### [Brief]
Write out the following data word for word, starting at the line that contains "Task: indicate every instance of the white" and ending at the line that contains "[(81, 385)]", with both of those lines included. Leave the pictures out.

───── Extracted records ─────

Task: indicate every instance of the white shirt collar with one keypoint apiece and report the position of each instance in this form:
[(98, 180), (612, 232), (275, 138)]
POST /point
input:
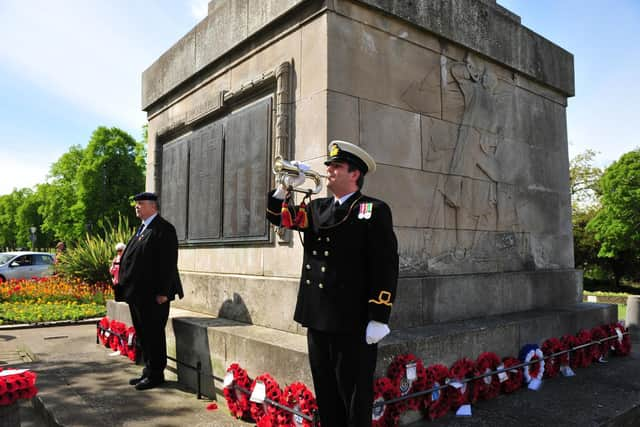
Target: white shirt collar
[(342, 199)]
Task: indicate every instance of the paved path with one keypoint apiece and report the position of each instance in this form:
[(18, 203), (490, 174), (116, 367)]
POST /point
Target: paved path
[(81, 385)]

─────
───── Extracted records ─────

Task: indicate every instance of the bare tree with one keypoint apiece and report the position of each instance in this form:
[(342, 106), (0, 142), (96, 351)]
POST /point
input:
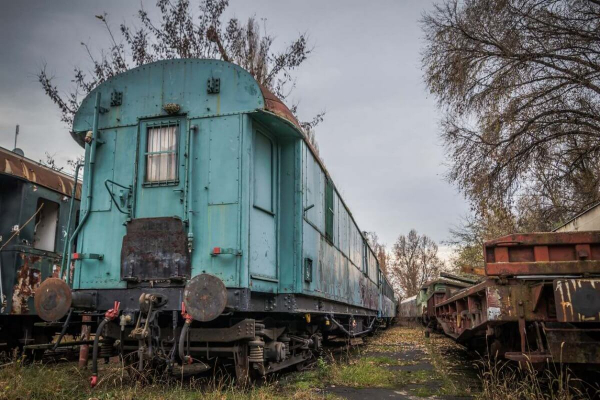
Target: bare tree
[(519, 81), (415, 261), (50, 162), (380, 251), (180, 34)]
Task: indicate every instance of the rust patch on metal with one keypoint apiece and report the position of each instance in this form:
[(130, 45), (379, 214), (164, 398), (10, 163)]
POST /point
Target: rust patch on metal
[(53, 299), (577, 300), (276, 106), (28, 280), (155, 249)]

─────

### [Worked solution]
Task: indicate every instance of the white shirt collar with one keypoint apiece and report the position of each instance in this form:
[(98, 180), (612, 232), (275, 138)]
POST /point
input:
Target: white shirt collar
[(342, 199)]
Task: indicate every instance of the paved path with one keypoint apiece and report the position of each instance in this form:
[(18, 203), (490, 174), (116, 367)]
POST /point
Target: paved path
[(81, 385)]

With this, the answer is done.